Below is a set of records; restate each one word for word.

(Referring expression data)
============================================================
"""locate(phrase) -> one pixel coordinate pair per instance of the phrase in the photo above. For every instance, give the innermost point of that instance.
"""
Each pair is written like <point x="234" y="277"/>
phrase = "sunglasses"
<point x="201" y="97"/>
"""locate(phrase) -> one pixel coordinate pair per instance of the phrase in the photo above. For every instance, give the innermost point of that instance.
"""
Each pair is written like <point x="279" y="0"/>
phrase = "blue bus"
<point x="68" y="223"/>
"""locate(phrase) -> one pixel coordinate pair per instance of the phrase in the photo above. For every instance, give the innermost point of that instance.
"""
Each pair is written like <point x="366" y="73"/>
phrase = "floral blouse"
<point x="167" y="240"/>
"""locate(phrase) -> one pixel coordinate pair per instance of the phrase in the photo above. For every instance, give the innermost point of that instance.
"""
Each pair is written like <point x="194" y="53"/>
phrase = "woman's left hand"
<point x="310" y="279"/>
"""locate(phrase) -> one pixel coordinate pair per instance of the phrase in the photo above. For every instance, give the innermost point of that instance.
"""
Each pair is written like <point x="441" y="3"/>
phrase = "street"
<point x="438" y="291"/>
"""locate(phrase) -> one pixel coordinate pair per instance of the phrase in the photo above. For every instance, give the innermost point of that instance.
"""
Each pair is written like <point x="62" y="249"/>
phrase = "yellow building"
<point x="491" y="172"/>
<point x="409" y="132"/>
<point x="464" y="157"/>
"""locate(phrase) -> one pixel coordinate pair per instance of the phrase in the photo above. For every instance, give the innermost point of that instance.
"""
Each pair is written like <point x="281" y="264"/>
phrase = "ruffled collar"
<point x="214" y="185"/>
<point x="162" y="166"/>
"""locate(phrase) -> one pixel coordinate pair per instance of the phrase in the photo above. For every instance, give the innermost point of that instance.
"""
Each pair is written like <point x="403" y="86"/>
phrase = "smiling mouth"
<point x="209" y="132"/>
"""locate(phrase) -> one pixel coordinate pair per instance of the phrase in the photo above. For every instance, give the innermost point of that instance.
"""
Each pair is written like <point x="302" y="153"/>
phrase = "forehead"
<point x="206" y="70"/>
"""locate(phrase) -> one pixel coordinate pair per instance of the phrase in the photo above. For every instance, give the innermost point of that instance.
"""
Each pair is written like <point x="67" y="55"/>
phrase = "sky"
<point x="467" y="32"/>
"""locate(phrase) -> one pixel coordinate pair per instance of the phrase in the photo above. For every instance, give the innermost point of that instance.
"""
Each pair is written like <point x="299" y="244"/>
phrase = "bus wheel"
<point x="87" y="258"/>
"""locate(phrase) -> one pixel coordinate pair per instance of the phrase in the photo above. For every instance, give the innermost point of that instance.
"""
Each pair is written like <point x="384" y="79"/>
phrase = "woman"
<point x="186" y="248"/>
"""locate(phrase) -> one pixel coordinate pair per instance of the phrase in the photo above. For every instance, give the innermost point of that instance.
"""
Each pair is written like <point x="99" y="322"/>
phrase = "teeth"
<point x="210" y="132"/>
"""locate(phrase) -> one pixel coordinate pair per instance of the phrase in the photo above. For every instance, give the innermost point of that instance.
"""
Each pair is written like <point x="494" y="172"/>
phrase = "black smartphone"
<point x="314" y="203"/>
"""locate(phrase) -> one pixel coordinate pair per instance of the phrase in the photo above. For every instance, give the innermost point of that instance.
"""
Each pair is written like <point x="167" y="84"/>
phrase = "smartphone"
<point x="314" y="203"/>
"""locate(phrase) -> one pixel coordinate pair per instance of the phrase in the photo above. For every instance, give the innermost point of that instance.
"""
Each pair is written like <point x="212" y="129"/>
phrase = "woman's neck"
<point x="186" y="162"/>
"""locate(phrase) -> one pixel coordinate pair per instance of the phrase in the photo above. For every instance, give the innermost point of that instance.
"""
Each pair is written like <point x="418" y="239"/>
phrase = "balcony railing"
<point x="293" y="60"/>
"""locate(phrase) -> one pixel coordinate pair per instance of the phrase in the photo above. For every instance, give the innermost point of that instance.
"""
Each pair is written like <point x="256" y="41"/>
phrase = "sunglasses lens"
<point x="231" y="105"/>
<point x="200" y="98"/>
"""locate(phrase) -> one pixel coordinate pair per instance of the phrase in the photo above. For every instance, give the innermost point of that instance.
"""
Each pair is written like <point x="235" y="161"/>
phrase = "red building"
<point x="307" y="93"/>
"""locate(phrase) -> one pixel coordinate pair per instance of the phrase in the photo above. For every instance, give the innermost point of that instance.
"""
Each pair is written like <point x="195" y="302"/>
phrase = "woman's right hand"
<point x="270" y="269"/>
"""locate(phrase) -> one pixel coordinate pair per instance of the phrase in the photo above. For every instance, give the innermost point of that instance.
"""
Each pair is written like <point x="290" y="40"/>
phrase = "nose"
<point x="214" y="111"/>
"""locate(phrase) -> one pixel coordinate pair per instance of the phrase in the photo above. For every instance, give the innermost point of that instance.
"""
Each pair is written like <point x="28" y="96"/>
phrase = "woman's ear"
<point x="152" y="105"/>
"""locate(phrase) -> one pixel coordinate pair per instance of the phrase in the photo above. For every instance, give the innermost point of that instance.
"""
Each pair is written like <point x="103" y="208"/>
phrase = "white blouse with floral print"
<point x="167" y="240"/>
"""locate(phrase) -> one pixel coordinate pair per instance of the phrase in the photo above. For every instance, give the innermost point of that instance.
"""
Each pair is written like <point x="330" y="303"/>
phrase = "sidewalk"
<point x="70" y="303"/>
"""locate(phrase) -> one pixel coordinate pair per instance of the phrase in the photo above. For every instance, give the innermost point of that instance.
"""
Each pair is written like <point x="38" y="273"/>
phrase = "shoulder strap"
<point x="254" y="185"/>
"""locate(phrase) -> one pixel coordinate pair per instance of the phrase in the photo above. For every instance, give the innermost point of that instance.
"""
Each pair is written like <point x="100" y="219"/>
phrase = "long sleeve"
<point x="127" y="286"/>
============================================================
Response to the exercise »
"""locate(phrase) -> one pixel coordinate pair per instance of the phrase in the photo above. For every instance, give the innermost point of that instance.
"""
Each pair is written like <point x="234" y="277"/>
phrase = "sunglasses"
<point x="201" y="97"/>
"""locate(phrase) -> one pixel coordinate pair per instance of the phrase in the photo above. For every instance, give the innermost point of that instance.
"""
Each pair is written like <point x="279" y="0"/>
phrase = "blue bus"
<point x="68" y="223"/>
"""locate(phrase) -> one pixel coordinate pair per instance of the phrase in the photo above. For every instance, give the innermost point of that instance.
"""
Each pair is written like <point x="366" y="73"/>
phrase = "floral blouse"
<point x="167" y="240"/>
"""locate(phrase) -> one pixel coordinate pair per instance of the phrase in the photo above. For every instance, give the innermost point of that instance.
"""
Each pair is written like <point x="194" y="53"/>
phrase = "woman's left hand"
<point x="310" y="279"/>
"""locate(phrase) -> one pixel coordinate pair per instance of the phrase in the photo above. For every instance, give the innermost point of that instance.
"""
Each pair is written like <point x="441" y="3"/>
phrase = "street"
<point x="438" y="291"/>
"""locate(phrase) -> one pixel coordinate pair per instance of the phrase in the photo above. For every instance, give the innermost point of that instance.
"""
Each pair is written like <point x="62" y="249"/>
phrase = "yellow building"
<point x="491" y="172"/>
<point x="409" y="132"/>
<point x="464" y="157"/>
"""locate(phrase) -> one pixel coordinate pair per instance of the phrase in the photo above. For every instance, give the innermost point of that instance.
"""
Each pair is written like <point x="281" y="264"/>
phrase = "ruffled collar"
<point x="214" y="185"/>
<point x="162" y="166"/>
"""locate(phrase) -> one pixel coordinate pair per instance of the phrase in the photo above. For every instance, give the innermost point of that instance.
"""
Each pair is written like <point x="403" y="86"/>
phrase = "smiling mouth"
<point x="209" y="132"/>
"""locate(phrase) -> one pixel coordinate pair per instance of the phrase in the photo above. For every instance, give the innermost point of that instance.
"""
Each pair is written like <point x="302" y="153"/>
phrase = "forehead"
<point x="206" y="70"/>
"""locate(phrase) -> one pixel coordinate pair per instance of the phrase in the photo above. For every instance, give the innermost point of that instance.
"""
Each pair is written like <point x="67" y="55"/>
phrase = "sky"
<point x="467" y="32"/>
"""locate(phrase) -> one pixel coordinate pair per instance of the phrase in the photo above. For every instance, give the innermost point of that instance.
"""
Each pair is written like <point x="299" y="244"/>
phrase = "bus wheel"
<point x="87" y="258"/>
"""locate(phrase) -> one pixel coordinate pair per instance of the phrase in the photo above. For every instance, give the innermost point of that instance.
"""
Each pair is written like <point x="384" y="79"/>
phrase = "woman"
<point x="186" y="248"/>
"""locate(phrase) -> one pixel coordinate pair per instance of the phrase in the photo above. For every instance, give the innermost point of that instance.
"""
Each pair is written like <point x="99" y="322"/>
phrase = "teeth"
<point x="210" y="132"/>
"""locate(phrase) -> one pixel coordinate pair per instance of the phrase in the photo above. For every instance, give the innermost point of that instance.
"""
Each pair is written like <point x="494" y="172"/>
phrase = "black smartphone"
<point x="314" y="203"/>
"""locate(phrase) -> one pixel coordinate pair per instance of the phrase in the photo above. For every instance, give the innermost point of that instance.
"""
Each pair is written like <point x="167" y="84"/>
phrase = "smartphone"
<point x="314" y="203"/>
"""locate(phrase) -> one pixel coordinate pair per instance of the phrase in the photo above. For every instance, give the innermost point of that instance.
"""
Each pair is written like <point x="212" y="129"/>
phrase = "woman's neck"
<point x="186" y="162"/>
"""locate(phrase) -> one pixel coordinate pair per instance of the phrase in the photo above. For every instance, give the innermost point of that instance.
"""
Each pair is written like <point x="418" y="239"/>
phrase = "balcony railing"
<point x="293" y="60"/>
"""locate(phrase) -> one pixel coordinate pair per instance of the phrase in the photo above. For every instance, give the innermost point of that instance.
"""
Each pair is written like <point x="256" y="41"/>
phrase = "sunglasses lens"
<point x="231" y="105"/>
<point x="200" y="98"/>
"""locate(phrase) -> one pixel coordinate pair per instance of the phrase in the photo above. For every instance, give the innermost point of that instance.
"""
Each pair is written like <point x="235" y="161"/>
phrase = "red building"
<point x="307" y="93"/>
"""locate(phrase) -> one pixel coordinate pair per instance of the phrase in the photo above. For every instance, give the innermost point of that instance.
"""
Each pair is written like <point x="195" y="302"/>
phrase = "woman's right hand"
<point x="270" y="269"/>
"""locate(phrase) -> one pixel coordinate pair per instance of the phrase in the photo above. For every instance, give the innermost point of that instance.
"""
Each pair is written like <point x="290" y="40"/>
phrase = "nose"
<point x="214" y="111"/>
"""locate(phrase) -> one pixel coordinate pair per instance of the phrase in the photo above. For every instance, give the innermost point of that instance.
"""
Each pair is written like <point x="28" y="96"/>
phrase = "woman's ear"
<point x="152" y="105"/>
"""locate(phrase) -> one pixel coordinate pair per instance of the phrase in the photo above. For every instance, give the innermost point of that instance.
"""
Each pair is written like <point x="103" y="208"/>
phrase = "white blouse with floral print"
<point x="167" y="240"/>
"""locate(phrase) -> one pixel coordinate pair per instance of the phrase in the photo above. For every instance, give the innermost point of that instance.
"""
Each pair is written like <point x="330" y="303"/>
phrase = "sidewalk"
<point x="70" y="303"/>
"""locate(phrase) -> one pixel coordinate pair per instance of the phrase in the photo above. For every instance, give the innermost point of that instance.
"""
Each pair is written like <point x="38" y="273"/>
phrase = "shoulder strap"
<point x="254" y="185"/>
"""locate(phrase) -> one pixel coordinate pair per instance of the phrase in the photo above. For every instance, give the innermost point of that instance.
"""
Each pair is written like <point x="100" y="219"/>
phrase = "long sleeve"
<point x="127" y="286"/>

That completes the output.